## [SOURCE DOCUMENT]
━━━

Of course, even among names like these, what we see on runways and in editorials isn’t always what makes it down to store floors. Fashion has a habit of showing one thing and selling another, and while trends trickle down to social media –- or in cases like this one, trickle up from it — what we see URL is not always what we get IRL. The ways in which we socialise have drastically altered over the past two years, with our interactions shifting to online spaces that naturally facilitate self-expression. “People aren’t [physically] entering spaces where toxic masculinity can restrict what they feel comfortable or, sad to say, safe wearing”, says Iolo, citing TikTok as a noteworthy example.
So how does this boom in the more daring takes on menswear seen on the runway and on our screens translate to what your average guy on the street wants to buy? Iolo argues that “only a small minority decide what to wear from a catwalk”, a fair fact — but this is where influencers and celebrities come in. It is, after all, what we see on the runway that determines what we see them wear on red carpets and in media appearances, and “people want to buy the clothes they see on their faves. That has a huge impact. [On social media] you can find someone whose identity and gender you can identify with, which is often what a lot of people need to give themselves permission to self-actualise,” he continues, adding that “there’s always been play and distortion of gender in fashion, but what was once caveated with a tentative no homo is now much more self-assured and confident.”

━━━

## [WHAT IS BEING ASKED]
Proceed with the text on menswear and gender expression, picking up after its last sentence.

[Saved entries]

━━━

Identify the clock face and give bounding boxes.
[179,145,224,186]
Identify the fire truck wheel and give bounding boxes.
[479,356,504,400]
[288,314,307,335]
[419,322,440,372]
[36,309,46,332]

━━━

## [OUTPUT FOR THIS EXERCISE]
It’s a shift he’s observed in the outfits shared on HFT. While not everyone is suddenly dressing “more flamboyant or femme”, those who want to certainly feel more comfortable doing so. In his opinion, however, this has a lot to do with the second-hand market’s increase in popularity amongst Gen Zers and Millennials, as people who once felt priced out of fashion can now “make more adventurous purchases” and then resell them. It’s something he’s noticed among people with larger followings, who wear something and then sell it on to one of their influenced followers.
Whether all of this will result in SS22’s more out-there collections being commercialised as they first appeared to us remains to be seen. As Federico notes, “some styles are presented solely for the purpose of runway shows or editorials and sometimes never make it into production” while “brands like Dion Lee that take what we see on the runway and ensure it’s part of their retail offering.” What he remains confident about, though, is that the trend will gain further traction and become more commonplace as customers become more familiar with the styles and silhouettes.
“There’s an undeniable cultural shift from both brands and customers to embrace fluid approaches to gender and sexuality,” he notes, adding that “as the Gen Z buying power grows, it’s interesting to see if brands will adapt and dispel gender binaries through their collections. It’s important they acknowledge this shift — whether subtly or unapologetically.” Of course, only time will determine whether or not the trend becomes the next menswear evolution, and as lockdowns and social distancing restrictions give way to IRL socialising, it will be interesting to see how this seemingly general interest in flamboyance affects the way men dress every day. The bottom line, though, speaks to one of fashion’s fundamental truths. “Regardless of gender and how you identify, clothing is for everyone,” Tabitha says. “Fashion is fun, getting dressed is fun.” Or in other words, fashion is all about having a gay old time.